The problem:
Write out every line of the listing below word for word, omitting the pictures.

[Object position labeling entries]
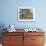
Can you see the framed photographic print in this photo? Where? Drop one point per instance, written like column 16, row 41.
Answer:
column 26, row 14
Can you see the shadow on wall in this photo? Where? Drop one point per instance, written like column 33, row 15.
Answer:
column 2, row 26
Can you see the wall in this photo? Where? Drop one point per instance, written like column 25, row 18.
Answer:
column 8, row 13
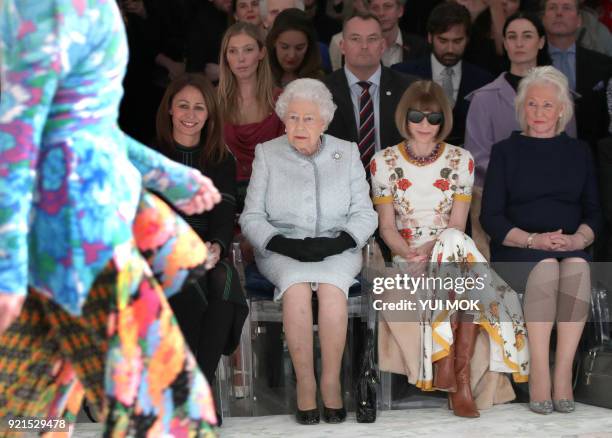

Response:
Can you see the framed photographic print in this photo? Where? Drop one point per instance, written like column 16, row 41.
Answer:
column 26, row 14
Can you see the shadow on wall in this photo? Where? Drop one point per instance, written like column 33, row 15.
Answer:
column 2, row 26
Can you see the wall in this photo? Where? Drop one point per instance, written like column 25, row 18.
Answer:
column 8, row 13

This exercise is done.